→ **SOURCE EXTRACT**:
— start —

Here Is The Main Reason Why You Suck At Interviews

I’ve talked about interviews from one perspective or another on several occasions, you might even say it is a pet subject of mine. It’s fascinating because most people are no good at interviews and when it comes to developer interviews – well; let’s just say there is a whole new dimension for us to suck at with coding questions, whiteboards and whatnot.

Of course, the other side of the equation is not pristine here, the interviewer can be just as much to blame for a terrible interview, either through lack of training, empathy, preparation or a host of other reasons, but that’s a whole separate discussion. So, why are we so bad at interviews? You can probably think of quite a few reasons straight away:

  • it is a high pressure situation, you were nervous
  • you just didn’t “click” with the interviewer
  • you were asked all the “wrong” questions
  • sometimes you just have a bad day

Infact, you can often work yourself into a self-righteous frenzy after a bad interview, thinking how every circumstance seemed to conspire against you, it was beyond your control, there was nothing you could do – hell, you didn’t even want to work for that stupid company anyway! But, deep down, we all know that those excuses are just so much bullshit. The truth is there were many things we could have done, but by the time the interview started it was much too late. I’ll use a story to demonstrate.

— end —

→ **DATA SHOWN**:

— start —

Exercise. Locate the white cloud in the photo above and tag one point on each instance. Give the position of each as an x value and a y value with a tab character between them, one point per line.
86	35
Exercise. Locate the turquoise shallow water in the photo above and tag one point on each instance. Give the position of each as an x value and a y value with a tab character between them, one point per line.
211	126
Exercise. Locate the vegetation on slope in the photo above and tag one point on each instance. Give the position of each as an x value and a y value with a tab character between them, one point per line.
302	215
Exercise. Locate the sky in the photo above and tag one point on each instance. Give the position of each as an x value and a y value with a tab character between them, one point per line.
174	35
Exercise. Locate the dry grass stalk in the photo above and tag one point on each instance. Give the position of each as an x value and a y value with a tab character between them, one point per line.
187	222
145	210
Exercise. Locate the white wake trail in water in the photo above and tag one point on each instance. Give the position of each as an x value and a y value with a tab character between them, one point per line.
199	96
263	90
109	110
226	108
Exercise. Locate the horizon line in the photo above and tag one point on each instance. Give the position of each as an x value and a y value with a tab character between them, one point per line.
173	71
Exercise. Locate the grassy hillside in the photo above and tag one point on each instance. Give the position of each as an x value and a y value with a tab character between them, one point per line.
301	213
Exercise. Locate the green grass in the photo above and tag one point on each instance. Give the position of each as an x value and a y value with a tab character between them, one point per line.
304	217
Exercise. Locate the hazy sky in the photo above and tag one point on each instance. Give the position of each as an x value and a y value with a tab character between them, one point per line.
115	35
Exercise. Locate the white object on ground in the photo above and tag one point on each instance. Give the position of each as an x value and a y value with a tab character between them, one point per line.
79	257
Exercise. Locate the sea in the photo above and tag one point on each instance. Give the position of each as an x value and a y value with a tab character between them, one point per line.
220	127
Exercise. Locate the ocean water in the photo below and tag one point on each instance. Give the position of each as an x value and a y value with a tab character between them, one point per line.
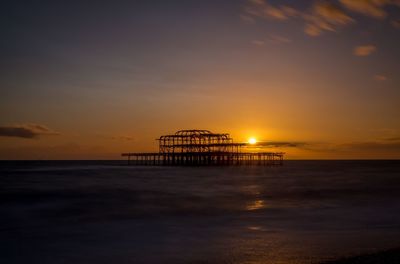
106	212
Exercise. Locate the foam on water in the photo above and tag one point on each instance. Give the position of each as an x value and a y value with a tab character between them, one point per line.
102	212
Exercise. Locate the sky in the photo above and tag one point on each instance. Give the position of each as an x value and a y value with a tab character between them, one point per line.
85	80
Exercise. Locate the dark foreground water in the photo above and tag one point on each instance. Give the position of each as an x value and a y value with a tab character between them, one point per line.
103	212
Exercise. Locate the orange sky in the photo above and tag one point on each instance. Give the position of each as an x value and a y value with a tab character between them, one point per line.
317	81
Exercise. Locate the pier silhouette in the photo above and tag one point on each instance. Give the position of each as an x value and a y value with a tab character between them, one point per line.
202	148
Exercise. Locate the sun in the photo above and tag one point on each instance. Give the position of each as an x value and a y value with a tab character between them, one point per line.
252	141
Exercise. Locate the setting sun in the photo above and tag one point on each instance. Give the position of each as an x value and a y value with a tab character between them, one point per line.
252	141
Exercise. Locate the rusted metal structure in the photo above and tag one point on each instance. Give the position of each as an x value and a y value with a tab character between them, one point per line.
202	147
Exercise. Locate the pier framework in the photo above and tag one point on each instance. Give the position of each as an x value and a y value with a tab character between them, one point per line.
202	147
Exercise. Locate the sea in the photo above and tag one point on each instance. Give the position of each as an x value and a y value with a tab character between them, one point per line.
109	212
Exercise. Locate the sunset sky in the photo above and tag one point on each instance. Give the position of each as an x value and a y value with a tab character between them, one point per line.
91	79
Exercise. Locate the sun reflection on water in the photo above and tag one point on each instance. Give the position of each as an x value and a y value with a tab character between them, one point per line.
256	205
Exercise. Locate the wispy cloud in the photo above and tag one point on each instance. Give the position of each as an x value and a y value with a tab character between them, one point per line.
258	42
278	39
26	131
364	50
321	15
272	38
380	77
396	23
262	9
282	144
372	8
124	138
325	16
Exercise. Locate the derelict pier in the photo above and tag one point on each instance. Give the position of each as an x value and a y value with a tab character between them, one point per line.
202	148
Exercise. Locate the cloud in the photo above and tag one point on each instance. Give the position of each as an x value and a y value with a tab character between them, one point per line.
247	19
125	138
26	131
396	23
274	39
380	77
261	8
364	50
281	144
372	8
258	42
277	39
323	16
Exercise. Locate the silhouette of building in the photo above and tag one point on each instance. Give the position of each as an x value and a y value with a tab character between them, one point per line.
202	147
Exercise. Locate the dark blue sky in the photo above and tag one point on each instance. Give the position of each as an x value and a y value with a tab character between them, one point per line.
321	71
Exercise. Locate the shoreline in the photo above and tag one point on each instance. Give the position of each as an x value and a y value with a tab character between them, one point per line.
390	256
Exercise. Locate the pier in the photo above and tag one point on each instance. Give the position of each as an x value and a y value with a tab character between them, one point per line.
202	148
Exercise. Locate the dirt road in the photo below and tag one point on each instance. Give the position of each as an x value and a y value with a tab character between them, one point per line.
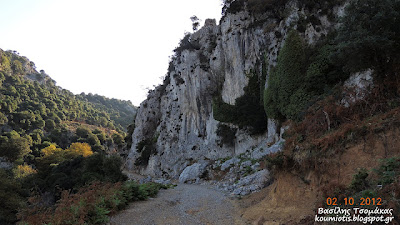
184	204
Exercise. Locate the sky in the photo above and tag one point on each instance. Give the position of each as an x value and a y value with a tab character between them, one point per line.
115	48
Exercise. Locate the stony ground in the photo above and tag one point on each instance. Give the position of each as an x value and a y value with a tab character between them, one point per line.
184	204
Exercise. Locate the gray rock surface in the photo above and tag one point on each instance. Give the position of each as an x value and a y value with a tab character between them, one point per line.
229	163
184	204
178	115
252	183
193	173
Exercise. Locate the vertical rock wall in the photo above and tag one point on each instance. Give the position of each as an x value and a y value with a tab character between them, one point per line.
177	116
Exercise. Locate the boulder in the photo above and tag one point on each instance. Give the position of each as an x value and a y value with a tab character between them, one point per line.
193	173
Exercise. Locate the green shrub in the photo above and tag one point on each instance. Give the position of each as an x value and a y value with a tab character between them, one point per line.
248	110
285	79
227	134
11	198
388	171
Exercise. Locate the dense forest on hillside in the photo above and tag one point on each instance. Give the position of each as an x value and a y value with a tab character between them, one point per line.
52	140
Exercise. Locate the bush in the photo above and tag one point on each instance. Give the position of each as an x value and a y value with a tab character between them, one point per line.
247	112
11	198
227	134
13	146
388	171
359	181
285	79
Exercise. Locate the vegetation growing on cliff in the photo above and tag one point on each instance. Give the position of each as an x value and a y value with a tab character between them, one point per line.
247	112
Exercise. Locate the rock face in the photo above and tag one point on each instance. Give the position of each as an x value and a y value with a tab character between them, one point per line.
176	120
193	173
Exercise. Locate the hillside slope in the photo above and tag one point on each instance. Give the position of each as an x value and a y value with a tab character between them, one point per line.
300	97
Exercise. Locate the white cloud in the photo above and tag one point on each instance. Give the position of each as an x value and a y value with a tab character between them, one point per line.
112	48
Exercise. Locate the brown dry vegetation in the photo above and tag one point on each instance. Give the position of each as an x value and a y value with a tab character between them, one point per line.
322	155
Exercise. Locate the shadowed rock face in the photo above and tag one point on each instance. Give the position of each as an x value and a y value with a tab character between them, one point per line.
177	116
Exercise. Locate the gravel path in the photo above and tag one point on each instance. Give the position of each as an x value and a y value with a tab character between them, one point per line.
184	204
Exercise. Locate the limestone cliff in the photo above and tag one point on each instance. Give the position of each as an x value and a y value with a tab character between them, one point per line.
175	127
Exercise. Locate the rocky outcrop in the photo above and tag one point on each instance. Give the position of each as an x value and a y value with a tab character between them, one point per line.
175	126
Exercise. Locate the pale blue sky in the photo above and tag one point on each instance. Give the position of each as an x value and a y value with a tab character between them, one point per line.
113	48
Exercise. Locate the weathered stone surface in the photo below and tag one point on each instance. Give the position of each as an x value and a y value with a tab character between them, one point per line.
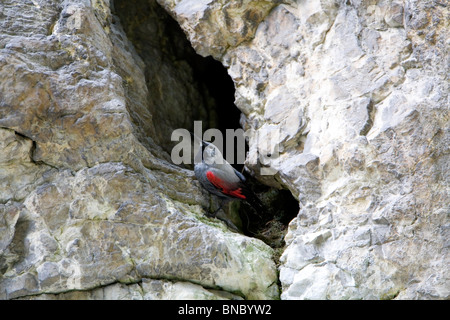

— end —

→ **WRITTEN TASK A**: Please reproduce the interviews post from "I’ve talked about" to "whiteboards and whatnot.".
→ **WRITTEN TASK B**:
Answer these questions from the interviews post:
(i) Which reason for doing badly is listed first?
(ii) Besides "a host of other reasons," what three shortcomings does the post say can make the interviewer to blame?
(iii) By what point was it much too late to do the many things we could have done?

→ **RESPONSE A**:
I’ve talked about interviews from one perspective or another on several occasions, you might even say it is a pet subject of mine. It’s fascinating because most people are no good at interviews and when it comes to developer interviews – well; let’s just say there is a whole new dimension for us to suck at with coding questions, whiteboards and whatnot.

→ **RESPONSE B**:
(i) It is a high pressure situation, you were nervous.
(ii) Lack of training, empathy and preparation.
(iii) By the time the interview started.